BEGIN

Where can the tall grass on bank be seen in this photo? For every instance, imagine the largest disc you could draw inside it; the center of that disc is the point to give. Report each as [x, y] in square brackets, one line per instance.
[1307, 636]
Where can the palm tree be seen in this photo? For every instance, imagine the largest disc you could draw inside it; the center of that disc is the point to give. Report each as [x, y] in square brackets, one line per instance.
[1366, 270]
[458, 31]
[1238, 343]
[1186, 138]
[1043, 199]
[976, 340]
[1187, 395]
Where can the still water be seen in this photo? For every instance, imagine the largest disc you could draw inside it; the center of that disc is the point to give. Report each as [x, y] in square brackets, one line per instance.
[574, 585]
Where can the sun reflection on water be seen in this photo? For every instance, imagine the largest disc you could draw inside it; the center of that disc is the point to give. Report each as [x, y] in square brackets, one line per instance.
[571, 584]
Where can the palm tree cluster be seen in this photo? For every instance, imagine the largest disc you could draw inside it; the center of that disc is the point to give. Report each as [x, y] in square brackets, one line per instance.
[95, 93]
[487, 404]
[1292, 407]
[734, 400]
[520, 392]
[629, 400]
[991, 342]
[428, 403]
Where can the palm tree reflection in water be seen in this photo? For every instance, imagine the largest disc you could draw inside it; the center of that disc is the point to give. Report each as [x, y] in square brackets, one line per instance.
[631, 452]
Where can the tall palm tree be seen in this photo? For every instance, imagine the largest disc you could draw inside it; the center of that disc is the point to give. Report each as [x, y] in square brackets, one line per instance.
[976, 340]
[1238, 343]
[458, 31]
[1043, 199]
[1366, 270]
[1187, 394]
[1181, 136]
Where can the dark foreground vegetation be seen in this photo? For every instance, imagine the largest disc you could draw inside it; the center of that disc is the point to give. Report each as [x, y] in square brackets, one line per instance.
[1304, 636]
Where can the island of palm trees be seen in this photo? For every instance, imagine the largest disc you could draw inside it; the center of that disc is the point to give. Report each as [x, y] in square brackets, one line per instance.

END

What is needed is an exact copy of all the records above.

■ Response to the exercise
Where can the tall grass on bank be seen in this photo? For every instance, imagine the largest disc you could draw inside it; the center of that disc is the point to give. Report each as [x, y] in square brackets, one line per instance.
[1307, 636]
Where can the palm tree be seen in this photo? For every instance, imagine the largest disc you could draw inside it; the center of that disc is the point to give. Report each as [x, y] in square brackets, one line per instance.
[1366, 270]
[458, 31]
[1238, 343]
[1186, 138]
[1043, 199]
[976, 340]
[1187, 395]
Where can the still water be seen in this photo? For every instance, imagine the largest disc you could draw inside it; the center of that disc is the point to give. Report each as [x, y] in square brackets, one line per instance.
[574, 585]
Where can the sun reflection on water be seen in this photo? For every instance, imagine the largest disc you could draw inside it; the center of that disc is the point to give. Report each as [x, y] in square brackets, one line per instance.
[571, 584]
Where can the palm tree cluster be seen in this photo? For every instance, imagine the largest disc you could draw inside it; the center of that disc is the point to give. Report each as [x, y] in square brackets, one line per instance.
[95, 93]
[487, 404]
[1292, 407]
[734, 400]
[520, 392]
[629, 400]
[991, 342]
[428, 403]
Where can the palm tree reflection in water be seen in this photo? For every instance, imagine the largest disc you could draw inside it; the center of that disc is the point to give. Report each as [x, y] in square brackets, one line per instance.
[631, 452]
Where can the tall palm tree be seen in this photo? For every instance, imagine the largest disc you could draw inside it; the center of that disc is the point to give. Report each as [x, y] in square brackets, one line per instance.
[976, 340]
[1238, 343]
[458, 31]
[1043, 199]
[1366, 270]
[1187, 394]
[1181, 136]
Where can the dark foreground vegetation be seen in this photo? For every instance, imagine the largest disc you could draw inside it; the center of that disc is the point to give. Report each as [x, y] in square brackets, one line per instance.
[1304, 636]
Where can the island of palm trees be seen in this photo? For every instance, imagine the largest disc you could draw inside it; the center of that disc is the point to give. Report each as [x, y] in square brackets, one line per instance.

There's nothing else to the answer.